* **TASK BRIEF**
Rewrite all of the records, replacing each "Quality check round" with "Second review round" and leaving everything else as it is.

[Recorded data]
====
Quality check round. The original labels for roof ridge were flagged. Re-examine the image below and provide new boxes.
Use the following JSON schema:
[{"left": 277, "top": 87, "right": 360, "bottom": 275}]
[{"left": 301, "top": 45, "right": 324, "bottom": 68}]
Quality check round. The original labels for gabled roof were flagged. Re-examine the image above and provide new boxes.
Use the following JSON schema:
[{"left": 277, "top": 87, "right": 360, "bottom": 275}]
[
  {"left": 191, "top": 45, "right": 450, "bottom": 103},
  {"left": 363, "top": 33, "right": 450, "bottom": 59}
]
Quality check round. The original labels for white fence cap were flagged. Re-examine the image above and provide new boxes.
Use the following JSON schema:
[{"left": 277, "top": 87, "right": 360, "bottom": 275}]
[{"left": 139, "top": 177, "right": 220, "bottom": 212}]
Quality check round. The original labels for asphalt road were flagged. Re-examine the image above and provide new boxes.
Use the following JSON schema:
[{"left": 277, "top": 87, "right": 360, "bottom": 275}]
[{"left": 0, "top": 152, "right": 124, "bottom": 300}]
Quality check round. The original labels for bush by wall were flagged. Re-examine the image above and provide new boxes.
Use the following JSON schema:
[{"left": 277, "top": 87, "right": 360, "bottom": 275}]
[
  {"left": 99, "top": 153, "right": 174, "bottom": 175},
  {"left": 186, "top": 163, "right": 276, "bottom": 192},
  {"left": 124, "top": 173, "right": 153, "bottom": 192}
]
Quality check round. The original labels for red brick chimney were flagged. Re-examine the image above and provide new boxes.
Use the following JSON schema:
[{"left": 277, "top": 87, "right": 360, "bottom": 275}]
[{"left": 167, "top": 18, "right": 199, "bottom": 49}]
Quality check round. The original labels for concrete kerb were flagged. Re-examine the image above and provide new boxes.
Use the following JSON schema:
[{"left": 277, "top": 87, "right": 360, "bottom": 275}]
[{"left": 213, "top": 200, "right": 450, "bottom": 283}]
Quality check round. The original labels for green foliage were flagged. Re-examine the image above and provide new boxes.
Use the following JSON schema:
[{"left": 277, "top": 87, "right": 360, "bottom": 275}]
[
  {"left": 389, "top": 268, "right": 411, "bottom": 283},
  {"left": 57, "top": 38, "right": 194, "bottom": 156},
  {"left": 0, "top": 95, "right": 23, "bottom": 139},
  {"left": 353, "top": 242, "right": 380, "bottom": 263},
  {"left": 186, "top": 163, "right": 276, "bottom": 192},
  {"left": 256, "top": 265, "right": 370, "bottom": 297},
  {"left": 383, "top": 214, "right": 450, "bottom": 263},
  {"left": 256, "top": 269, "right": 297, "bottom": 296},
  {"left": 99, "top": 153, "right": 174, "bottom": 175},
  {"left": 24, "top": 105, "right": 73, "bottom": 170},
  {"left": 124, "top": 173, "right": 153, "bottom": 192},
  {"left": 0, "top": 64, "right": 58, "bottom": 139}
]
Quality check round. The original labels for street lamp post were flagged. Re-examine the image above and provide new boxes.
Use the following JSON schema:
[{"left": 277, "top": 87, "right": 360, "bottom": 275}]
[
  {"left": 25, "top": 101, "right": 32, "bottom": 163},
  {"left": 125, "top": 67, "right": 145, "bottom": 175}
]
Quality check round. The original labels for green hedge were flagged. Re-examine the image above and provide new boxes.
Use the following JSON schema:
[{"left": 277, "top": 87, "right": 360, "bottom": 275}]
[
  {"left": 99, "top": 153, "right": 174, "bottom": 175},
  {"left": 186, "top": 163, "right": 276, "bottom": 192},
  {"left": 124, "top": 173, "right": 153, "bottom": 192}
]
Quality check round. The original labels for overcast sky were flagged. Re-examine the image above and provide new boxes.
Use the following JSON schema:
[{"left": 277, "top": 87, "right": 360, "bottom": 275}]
====
* **SOLVED PROBLEM**
Second review round. The original labels for roof ridge were flagged. Re-examine the image below and provide new boxes.
Use the following JSON schema:
[{"left": 277, "top": 87, "right": 360, "bottom": 275}]
[{"left": 301, "top": 45, "right": 324, "bottom": 68}]
Second review round. The original labels for gabled roof were flagged. Re-examine the image above and provide new boxes.
Use the following JSON schema:
[{"left": 277, "top": 87, "right": 360, "bottom": 275}]
[
  {"left": 191, "top": 45, "right": 450, "bottom": 103},
  {"left": 363, "top": 33, "right": 450, "bottom": 59}
]
Second review round. The original labels for white fence cap were flagged. Re-examine the image above and provide new boxes.
Use the following JSON schema:
[{"left": 277, "top": 87, "right": 360, "bottom": 275}]
[{"left": 139, "top": 177, "right": 220, "bottom": 212}]
Second review round. The original labels for asphalt road were flagged. Re-examine the image above and provide new boxes.
Use the following JSON schema:
[{"left": 277, "top": 87, "right": 360, "bottom": 275}]
[{"left": 0, "top": 152, "right": 124, "bottom": 300}]
Second review round. The original labels for bush by wall were flagged. Re-examine the image above and provide new boxes.
Use the following JSON schema:
[{"left": 277, "top": 87, "right": 360, "bottom": 275}]
[
  {"left": 99, "top": 153, "right": 174, "bottom": 175},
  {"left": 186, "top": 163, "right": 276, "bottom": 192},
  {"left": 124, "top": 173, "right": 153, "bottom": 192}
]
Second review round. The original labels for red brick chimney were flagged. Re-examine the image above and provide new boxes.
Use the following JSON schema:
[{"left": 277, "top": 87, "right": 360, "bottom": 275}]
[{"left": 167, "top": 18, "right": 199, "bottom": 49}]
Second review round. The original labels for concrete kerb were flagged. Re-examine the image above and provide new boxes.
Use the following JSON schema:
[{"left": 277, "top": 87, "right": 360, "bottom": 275}]
[{"left": 213, "top": 200, "right": 450, "bottom": 283}]
Second review round. The original labels for green foliage were flagged. Re-examine the image above and provide new boxes.
Use the following JSON schema:
[{"left": 277, "top": 87, "right": 360, "bottom": 275}]
[
  {"left": 389, "top": 268, "right": 411, "bottom": 283},
  {"left": 57, "top": 38, "right": 194, "bottom": 156},
  {"left": 0, "top": 95, "right": 23, "bottom": 139},
  {"left": 353, "top": 242, "right": 380, "bottom": 263},
  {"left": 186, "top": 163, "right": 276, "bottom": 192},
  {"left": 256, "top": 265, "right": 370, "bottom": 297},
  {"left": 383, "top": 214, "right": 450, "bottom": 263},
  {"left": 256, "top": 269, "right": 297, "bottom": 296},
  {"left": 99, "top": 153, "right": 174, "bottom": 175},
  {"left": 24, "top": 105, "right": 73, "bottom": 170},
  {"left": 124, "top": 173, "right": 153, "bottom": 192},
  {"left": 0, "top": 64, "right": 58, "bottom": 139}
]
Second review round. The original labels for street lamp post were flagged. Re-examine the image above and provide new boxes.
Use the following JSON schema:
[{"left": 277, "top": 87, "right": 360, "bottom": 275}]
[
  {"left": 25, "top": 101, "right": 32, "bottom": 163},
  {"left": 125, "top": 67, "right": 145, "bottom": 175}
]
Second review round. The original labels for green hedge were flagged. Re-examine the image above and provide new boxes.
Use the following JSON schema:
[{"left": 277, "top": 87, "right": 360, "bottom": 275}]
[
  {"left": 99, "top": 153, "right": 174, "bottom": 175},
  {"left": 186, "top": 163, "right": 276, "bottom": 192},
  {"left": 124, "top": 173, "right": 153, "bottom": 192}
]
Second review round. The original labels for overcast sky were flagged. Re-examine the image above and provide new boxes.
Use the following JSON schema:
[{"left": 277, "top": 87, "right": 360, "bottom": 275}]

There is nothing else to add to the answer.